Goal ▸
Transcribe every one of the following rows verbatim, preserving each character, space, and line break.

______________________________

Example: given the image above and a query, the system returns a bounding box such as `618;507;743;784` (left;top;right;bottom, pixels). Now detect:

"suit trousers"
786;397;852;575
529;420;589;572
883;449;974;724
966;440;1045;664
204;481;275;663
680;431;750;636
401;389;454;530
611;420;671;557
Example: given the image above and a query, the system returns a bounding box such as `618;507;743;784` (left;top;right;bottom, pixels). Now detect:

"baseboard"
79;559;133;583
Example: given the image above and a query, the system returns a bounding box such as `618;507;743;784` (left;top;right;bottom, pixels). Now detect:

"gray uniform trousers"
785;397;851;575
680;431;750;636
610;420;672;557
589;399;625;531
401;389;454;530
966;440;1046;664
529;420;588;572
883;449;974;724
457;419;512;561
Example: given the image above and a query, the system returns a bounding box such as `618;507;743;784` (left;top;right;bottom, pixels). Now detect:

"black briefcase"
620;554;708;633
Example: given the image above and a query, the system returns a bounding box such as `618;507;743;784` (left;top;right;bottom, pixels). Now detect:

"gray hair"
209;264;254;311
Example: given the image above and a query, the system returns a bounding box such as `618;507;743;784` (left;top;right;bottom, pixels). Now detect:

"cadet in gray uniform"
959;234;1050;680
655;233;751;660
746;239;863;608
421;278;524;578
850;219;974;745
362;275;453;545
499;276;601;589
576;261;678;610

______________________________

Result below ▸
Example: given the image above and a query, the system returns a bounding box such as `618;507;743;784` (left;top;right;bottom, pixels). Now detect:

"suit trousers"
786;397;852;575
529;420;589;572
883;449;974;724
966;440;1045;664
204;481;275;663
680;431;750;636
401;389;454;530
611;420;671;557
Example: given the image above and a query, the system returns a bounding box such as `618;507;743;784` (left;top;right;bottom, pixels). Now detect:

"baseboard"
79;559;133;583
Example: given the image above and a query, the system returns a bounding box such as `618;507;743;784` (left;top;right;bottom, pixels). Now detect:

"gray uniform trousers"
785;397;851;575
680;431;750;636
610;420;672;557
589;399;625;531
401;389;454;530
966;440;1046;664
529;420;588;572
883;449;974;724
457;419;512;561
Example: given the image above and a query, the system returns a bounding box such as `618;507;743;784` (left;top;right;bottom, pixels). Now detect:

"black briefcase"
620;554;708;633
Example: given the image above and a query, the system returns a bounding box such as `618;507;743;784` (left;top;right;bottom, pixels). Now detect:

"gray hair"
209;264;254;311
Example: given the image above and a query, the system returns a bounding box such as `618;507;743;784` (left;top;right;bottom, pixels). Now detect:

"cadet in gray uniform"
959;234;1050;680
655;233;751;660
746;239;863;608
421;278;524;578
850;219;974;745
362;275;453;545
499;276;601;589
576;261;678;610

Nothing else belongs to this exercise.